__Prompt__:
In the entries below, find each line with the word "headscarf" and return it.

__Given records__:
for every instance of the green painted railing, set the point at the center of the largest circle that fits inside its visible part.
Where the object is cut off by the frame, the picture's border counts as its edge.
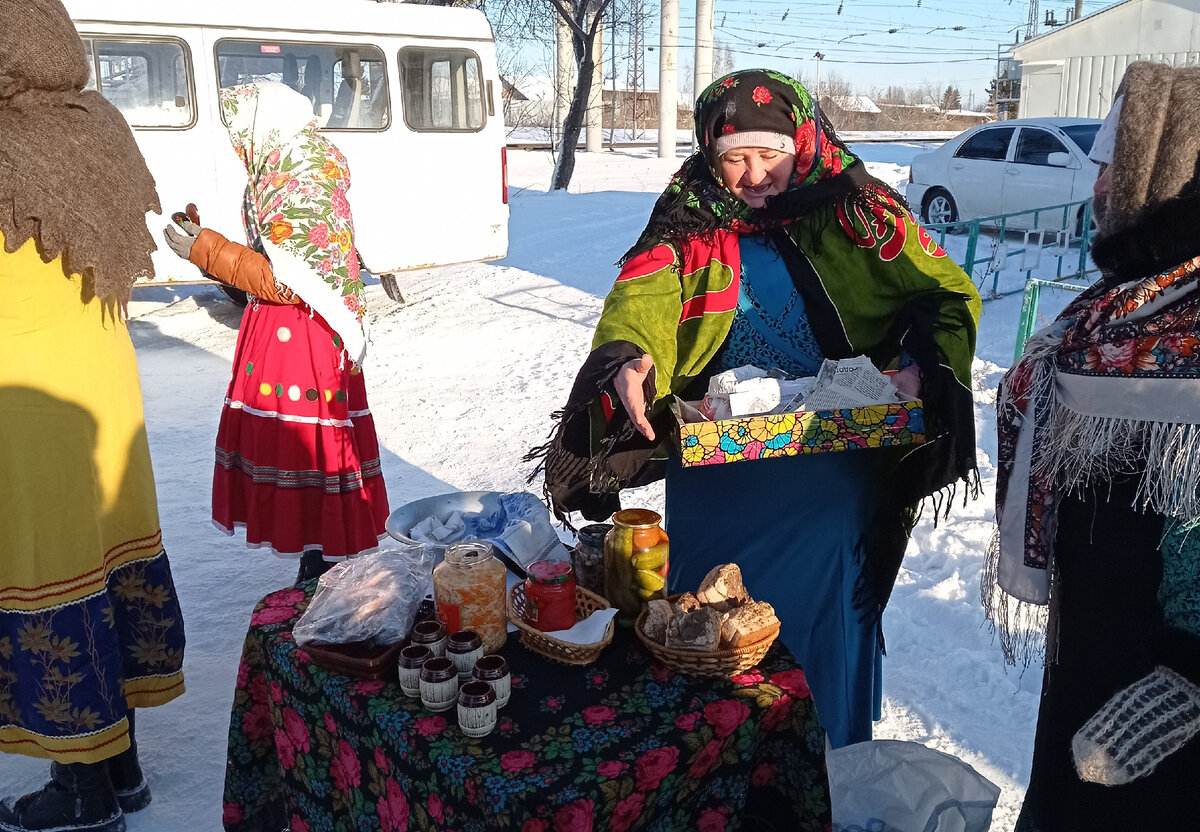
(1074, 227)
(1066, 226)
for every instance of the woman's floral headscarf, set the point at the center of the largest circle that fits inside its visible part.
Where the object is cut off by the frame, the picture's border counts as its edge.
(295, 207)
(762, 100)
(697, 202)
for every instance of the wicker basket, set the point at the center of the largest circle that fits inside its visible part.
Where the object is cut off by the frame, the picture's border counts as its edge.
(564, 652)
(723, 663)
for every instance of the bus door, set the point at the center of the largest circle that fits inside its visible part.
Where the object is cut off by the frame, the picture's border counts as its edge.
(444, 195)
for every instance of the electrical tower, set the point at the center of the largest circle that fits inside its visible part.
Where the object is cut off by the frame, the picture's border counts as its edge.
(636, 57)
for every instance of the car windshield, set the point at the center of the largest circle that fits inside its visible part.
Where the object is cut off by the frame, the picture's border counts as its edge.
(1083, 135)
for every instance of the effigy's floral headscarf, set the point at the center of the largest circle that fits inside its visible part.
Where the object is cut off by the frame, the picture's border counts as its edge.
(697, 202)
(295, 207)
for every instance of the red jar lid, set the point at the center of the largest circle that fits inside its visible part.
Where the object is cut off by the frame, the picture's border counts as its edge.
(550, 572)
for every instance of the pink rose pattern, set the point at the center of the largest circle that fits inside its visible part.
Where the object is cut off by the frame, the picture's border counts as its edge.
(645, 749)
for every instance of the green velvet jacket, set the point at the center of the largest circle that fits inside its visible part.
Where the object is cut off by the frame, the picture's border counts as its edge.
(868, 268)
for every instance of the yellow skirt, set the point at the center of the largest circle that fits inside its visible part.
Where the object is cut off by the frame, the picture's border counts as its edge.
(89, 621)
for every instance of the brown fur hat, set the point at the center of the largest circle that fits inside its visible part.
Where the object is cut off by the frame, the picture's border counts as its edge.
(71, 174)
(1158, 139)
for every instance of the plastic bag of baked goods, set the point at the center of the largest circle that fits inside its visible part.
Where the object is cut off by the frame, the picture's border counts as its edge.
(373, 597)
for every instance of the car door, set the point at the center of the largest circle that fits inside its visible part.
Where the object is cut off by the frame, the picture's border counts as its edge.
(1032, 181)
(977, 172)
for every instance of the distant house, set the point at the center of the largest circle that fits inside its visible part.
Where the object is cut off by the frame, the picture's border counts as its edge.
(927, 117)
(851, 112)
(1074, 70)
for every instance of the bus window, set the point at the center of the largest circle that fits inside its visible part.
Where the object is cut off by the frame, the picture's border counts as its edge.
(443, 89)
(346, 83)
(148, 81)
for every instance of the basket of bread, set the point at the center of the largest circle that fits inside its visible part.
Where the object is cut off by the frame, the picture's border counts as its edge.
(718, 630)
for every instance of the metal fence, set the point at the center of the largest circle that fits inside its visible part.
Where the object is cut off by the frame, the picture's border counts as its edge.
(1062, 233)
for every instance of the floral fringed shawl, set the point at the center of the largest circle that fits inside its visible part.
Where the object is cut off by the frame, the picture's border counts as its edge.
(295, 204)
(1113, 387)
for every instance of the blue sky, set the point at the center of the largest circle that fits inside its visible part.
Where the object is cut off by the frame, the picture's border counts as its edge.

__Your solution__:
for every instance of the woman's floral headscarf, set the point at the center of the largest circle that fits inside its visible part.
for every instance of the effigy's floral headscarf, set the point at the center of the largest circle that fits inside its visible part.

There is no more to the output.